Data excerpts

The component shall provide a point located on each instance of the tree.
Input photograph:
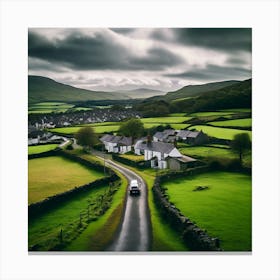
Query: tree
(86, 137)
(241, 144)
(132, 128)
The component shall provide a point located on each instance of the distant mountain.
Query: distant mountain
(237, 95)
(194, 90)
(234, 95)
(42, 89)
(141, 93)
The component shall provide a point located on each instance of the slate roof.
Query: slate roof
(185, 159)
(193, 134)
(121, 140)
(107, 138)
(159, 135)
(161, 147)
(183, 133)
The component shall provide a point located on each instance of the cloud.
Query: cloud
(156, 59)
(100, 52)
(226, 39)
(122, 30)
(214, 73)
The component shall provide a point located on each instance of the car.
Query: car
(134, 188)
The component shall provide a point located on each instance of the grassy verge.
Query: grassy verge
(236, 123)
(164, 237)
(41, 148)
(69, 219)
(223, 208)
(99, 233)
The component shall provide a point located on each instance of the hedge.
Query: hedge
(195, 238)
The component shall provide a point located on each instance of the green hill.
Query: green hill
(194, 90)
(42, 89)
(235, 95)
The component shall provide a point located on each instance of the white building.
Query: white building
(157, 152)
(116, 144)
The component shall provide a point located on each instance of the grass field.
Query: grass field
(166, 120)
(45, 229)
(205, 152)
(237, 123)
(211, 114)
(133, 157)
(164, 237)
(224, 210)
(238, 110)
(52, 175)
(173, 125)
(41, 148)
(222, 133)
(97, 129)
(50, 107)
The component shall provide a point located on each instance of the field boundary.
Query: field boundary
(194, 237)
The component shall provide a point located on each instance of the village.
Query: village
(160, 149)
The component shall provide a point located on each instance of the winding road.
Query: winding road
(134, 233)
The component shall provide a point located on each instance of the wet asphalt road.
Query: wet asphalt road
(134, 233)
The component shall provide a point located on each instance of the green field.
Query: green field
(205, 152)
(238, 110)
(133, 157)
(165, 120)
(165, 238)
(212, 114)
(222, 133)
(52, 175)
(236, 123)
(97, 129)
(224, 210)
(52, 107)
(41, 148)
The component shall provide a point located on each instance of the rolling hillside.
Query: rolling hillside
(41, 89)
(142, 93)
(194, 90)
(235, 95)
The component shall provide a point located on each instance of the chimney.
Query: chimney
(149, 140)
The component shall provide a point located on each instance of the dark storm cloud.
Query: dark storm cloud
(155, 59)
(101, 52)
(214, 72)
(226, 39)
(122, 30)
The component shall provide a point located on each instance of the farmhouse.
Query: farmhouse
(167, 136)
(116, 144)
(181, 163)
(162, 155)
(187, 136)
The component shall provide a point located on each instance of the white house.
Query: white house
(157, 152)
(116, 144)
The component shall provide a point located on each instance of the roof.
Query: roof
(161, 147)
(183, 133)
(193, 134)
(106, 138)
(159, 135)
(122, 140)
(188, 134)
(185, 159)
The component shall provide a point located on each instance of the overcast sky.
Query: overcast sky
(128, 58)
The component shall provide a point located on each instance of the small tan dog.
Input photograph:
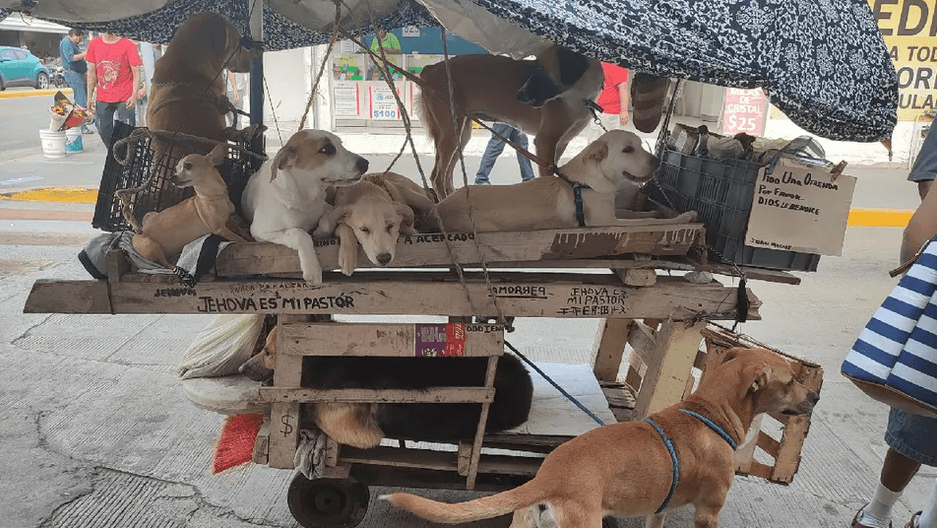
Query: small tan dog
(627, 470)
(613, 164)
(187, 94)
(373, 213)
(165, 233)
(544, 97)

- GOAL OF THE EXERCISE
Leave out the pictures and retype the rest of the entries exactly.

- EXPECTED ANSWER
The component shall provide a point located on each instance of the tree.
Input photograph:
Query: tree
(86, 137)
(241, 144)
(132, 128)
The component shall provide a point located on each instance of the distant mountain.
Query: distant mountain
(237, 95)
(194, 90)
(234, 95)
(42, 89)
(141, 93)
The component shall provide a point located on each instance of the slate roof.
Query: slate roof
(185, 159)
(193, 134)
(121, 140)
(107, 138)
(159, 135)
(161, 147)
(183, 133)
The component shall provide a point located on each instance of the cloud.
Query: cloud
(156, 59)
(100, 52)
(226, 39)
(122, 30)
(214, 73)
The component shall provide a point located on each instance of the car.
Query: car
(134, 188)
The component shall provide a point located on each instance of the grassy verge.
Query: grassy verge
(236, 123)
(164, 237)
(41, 148)
(69, 219)
(223, 208)
(99, 233)
The component shall provide a point located on each instance of the hedge.
Query: hedge
(195, 238)
The component shall provide a point located on each instance of the green hill.
Query: green hill
(194, 90)
(42, 89)
(235, 95)
The component shall provide a point located on each instance of the white building.
Query: white building
(157, 152)
(116, 144)
The component shall provide a point located on each instance of the grass field.
Query: grass field
(166, 120)
(45, 229)
(205, 152)
(237, 123)
(211, 114)
(133, 157)
(164, 237)
(224, 210)
(238, 110)
(52, 175)
(173, 125)
(41, 148)
(222, 133)
(97, 129)
(50, 107)
The component shall provide a point located on each instance of the field boundary.
Query: field boundary
(194, 237)
The component shall provide a point located on each instance of the village.
Query: village
(160, 149)
The component shall provide a point located on each instance of the winding road.
Query: winding road
(134, 233)
The component shall provide a point located on each instance of the wet asphalt road.
Query: wet asphalt road
(134, 233)
The component shall provide a point located on each instance of the green field.
Query: green field
(205, 152)
(238, 110)
(133, 157)
(165, 120)
(165, 238)
(212, 114)
(222, 133)
(52, 175)
(236, 123)
(97, 129)
(224, 210)
(52, 107)
(41, 148)
The component shall provide a point located on each instance of the rolling hillside.
Query: rolling hillside
(41, 89)
(142, 93)
(194, 90)
(235, 95)
The component shall provide a point located on each instance of the chimney.
Query: chimney
(149, 140)
The component shall provide a point located on each instance of the dark storm cloud.
Query: dark storm cloud
(155, 59)
(101, 52)
(214, 72)
(226, 39)
(122, 30)
The component shall provide a point located on each instance of the farmhouse.
Query: farmhouse
(167, 136)
(116, 144)
(181, 163)
(162, 155)
(187, 136)
The component shall provide a point located on each instance of the white house.
Query: white house
(157, 152)
(116, 144)
The component shall provide a point located on each instance of the roof.
Query: roof
(161, 147)
(183, 133)
(193, 134)
(106, 138)
(159, 135)
(122, 140)
(188, 134)
(185, 159)
The component shall provide a point located on each instance of the overcast sky.
Query: overcast sky
(128, 58)
The component shall provide a point located on each instance of the small tan dog.
Input photograph:
Query: small tan dog
(627, 470)
(613, 164)
(187, 94)
(373, 213)
(165, 233)
(544, 97)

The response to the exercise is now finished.